> [Brano scelto]
Keren: silenzio colpevole

    0
    639

    Visita pellegrinaggio di una delegazione di alpini in Eritrea, al Cimitero militare italiano degli Eroi , dove riposano 12mila nostri Caduti, troppo a lungo dimenticati.

     

    La cerimonia a Dogali.

     

    Giovedì 20 febbraio, ore nove del mattino, scalo della Malpensa. Più di un centinaio di Alpini occupa militarmente un’ampia area dei voli internazionali, attirando l’attenzione degli indaffarati viaggiatori. Un bimbetto quasi trascinato dalla madre ci guarda con gli occhi stupiti. Viaggio tranquillo con tappa a San’a, in omaggio alla compagnia aerea yemenita che ci ospita e arrivo ad Asmara la sera sul tardi. In questa missione anche il vicepresidente della Regione Lombardia Gianni Prosperini, col suo cappello alpino un po’ sbuferato e l’aria dell’eterno ritardatario che arriva sempre in tempo.

> [Dati forniti]

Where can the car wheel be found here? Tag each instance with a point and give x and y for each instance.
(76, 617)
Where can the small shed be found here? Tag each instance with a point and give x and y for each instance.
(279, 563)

> [Consegne dell'esercizio]
a) Stabilisci se le affermazioni seguenti concordano con il brano sulla visita degli alpini in Eritrea. Per ciascuna rispondi sì o no e cita le parole decisive del testo. (i) Nel Cimitero militare italiano degli Eroi riposano 12mila Caduti. (ii) Gli alpini si trovavano alla Malpensa nel pomeriggio di giovedì 20 febbraio. (iii) Durante il viaggio verso Asmara l'aereo fece tappa a San'a.
b) Modifica il brano sulla visita degli alpini in Eritrea: riscrivi tutto ciò che va da "Visita pellegrinaggio di" fino a "sempre in tempo.", mettendo "Linate" al posto di "Malpensa".

> [Soluzioni]
a)
(i) Sì: «dove riposano 12mila nostri Caduti»
(ii) No: «Giovedì 20 febbraio, ore nove del mattino, scalo della Malpensa»
(iii) Sì: «Viaggio tranquillo con tappa a San’a»

b)
Visita pellegrinaggio di una delegazione di alpini in Eritrea, al Cimitero militare italiano degli Eroi , dove riposano 12mila nostri Caduti, troppo a lungo dimenticati.

     

    La cerimonia a Dogali.

     

    Giovedì 20 febbraio, ore nove del mattino, scalo della Linate. Più di un centinaio di Alpini occupa militarmente un’ampia area dei voli internazionali, attirando l’attenzione degli indaffarati viaggiatori. Un bimbetto quasi trascinato dalla madre ci guarda con gli occhi stupiti. Viaggio tranquillo con tappa a San’a, in omaggio alla compagnia aerea yemenita che ci ospita e arrivo ad Asmara la sera sul tardi. In questa missione anche il vicepresidente della Regione Lombardia Gianni Prosperini, col suo cappello alpino un po’ sbuferato e l’aria dell’eterno ritardatario che arriva sempre in tempo.